*** DATA SUPPLIED

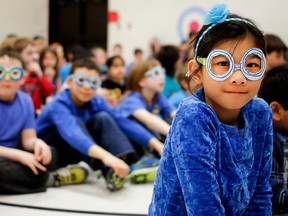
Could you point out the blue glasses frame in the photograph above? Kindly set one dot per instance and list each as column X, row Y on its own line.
column 15, row 73
column 232, row 66
column 156, row 72
column 81, row 79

******

## ASSIGNED TASK
After removing each picture, print the entries above exactly as they were.

## SOLVED EXERCISE
Could you point out the blue glasses frame in the photograph above? Kindly set one dot per instance and list each as column X, row Y on its own line.
column 15, row 73
column 232, row 66
column 156, row 72
column 81, row 79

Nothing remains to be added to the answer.